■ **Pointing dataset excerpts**
_____

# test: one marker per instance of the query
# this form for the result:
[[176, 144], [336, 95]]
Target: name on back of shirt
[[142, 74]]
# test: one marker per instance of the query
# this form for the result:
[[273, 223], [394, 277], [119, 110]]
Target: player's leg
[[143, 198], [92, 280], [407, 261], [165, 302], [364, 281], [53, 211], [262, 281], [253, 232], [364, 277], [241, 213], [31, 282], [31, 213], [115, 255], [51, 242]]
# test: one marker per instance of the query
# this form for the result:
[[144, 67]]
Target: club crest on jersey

_____

■ **Exercise task**
Reproduce these lines word for word.

■ **Exercise solution**
# test: one marker per instance of the query
# this form for the result:
[[176, 144], [336, 95]]
Target: name on back of shirt
[[142, 74]]
# test: one marker per instance of the query
# this form for the result:
[[273, 223], [394, 277], [119, 110]]
Target: player's leg
[[143, 198], [92, 280], [407, 261], [165, 302], [364, 281], [53, 211], [262, 281], [253, 232], [364, 277], [241, 213], [31, 282], [31, 213], [115, 255], [51, 242]]
# test: one marker per instance of the query
# this form for the result:
[[144, 67]]
Target: club crest on jersey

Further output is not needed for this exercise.